EBITDA growth in the remaining countries of Central America was just over 3% in El Salvador and almost 5% in Nicaragua. Finally, Honduras, which we do not consolidate, had strong growth of 6.8%, reflecting the improved revenue trends during the quarter. I want to spend a moment reviewing our efficiency program, Project Everest, where we continue to make significant progress this quarter. As you know, we’ve been hard at work on several initiatives that will drive great efficiency and agility across the organization. These initiatives range from organizational restructuring to truck roll optimization and power savings initiatives. During the quarter, we incurred $6 million on implementation costs, bringing the total for the year to approximately $21 million.
In the second half of this year, we will continue to incur some small implementation costs, but the savings will start to become visible. In fact, the savings in 2023 will be materially greater than these implementation costs, making the project net positive for the year. We expect the momentum of our savings to start in the second half of this year and continue through 2024. As a result, we are making great strides for achieving our goal of over $100 million in annual run rate savings by the end of 2024, with more than 50% of those run rate savings expected by the end of 2023. We’re encouraged by the progress we’ve made so far, but we also continue to see additional opportunities, and we believe there is still more we can and need to do to streamline our operations and simplify and improve the way we operate and drive better financial performance from this business.
We’re already developing the second phase of efficiency opportunities, and we’ll provide updates to you on this as our plans solidify. Now please turn to slide 20 for our usual net debt bridge. Net debt is up $100 million. This is due to equity-free cash outflows during the quarter, as increased spectrum and interest costs outpaced organic OCF growth of almost 10% in the quarter, as lower CapEx made up for this decline in EBITDA. We also had a ForEx impact from the translation of local currency debt. As the Colombian peso at June 30th strengthened from its level at March 31st, as well as the depreciation of the Swedish krona during the quarter, which affected the cash payment related to a hedge we had in our SEC bond, which we redeemed in the quarter.
++++++++++
◆ WRITTEN TASK 1 ◆
Translate this sentence from the earnings call passage into Spanish: "These initiatives range from organizational restructuring to truck roll optimization and power savings initiatives."
◆ WRITTEN TASK 2 ◆
In the earnings call passage, how much did implementation costs for Project Everest come to during the quarter?

◆ RECORD SET ◆
++++++++++
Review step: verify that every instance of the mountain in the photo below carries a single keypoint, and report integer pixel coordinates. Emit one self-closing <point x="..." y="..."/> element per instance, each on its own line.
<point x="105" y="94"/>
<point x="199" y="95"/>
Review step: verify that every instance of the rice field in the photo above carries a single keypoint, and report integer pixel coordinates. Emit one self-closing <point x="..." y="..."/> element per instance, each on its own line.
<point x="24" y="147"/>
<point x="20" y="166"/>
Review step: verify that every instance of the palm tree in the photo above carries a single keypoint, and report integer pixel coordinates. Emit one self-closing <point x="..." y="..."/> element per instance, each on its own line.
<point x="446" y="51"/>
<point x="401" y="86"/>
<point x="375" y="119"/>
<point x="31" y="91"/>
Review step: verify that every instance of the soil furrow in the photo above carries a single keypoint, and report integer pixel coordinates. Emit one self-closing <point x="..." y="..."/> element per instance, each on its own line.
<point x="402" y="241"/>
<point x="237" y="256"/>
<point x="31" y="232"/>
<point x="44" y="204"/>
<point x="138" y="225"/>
++++++++++
◆ SOLUTION 1 ◆
Estas iniciativas van desde la reestructuración organizacional hasta la optimización de las salidas de camiones y las iniciativas de ahorro de energía.

◆ SOLUTION 2 ◆
$6 million.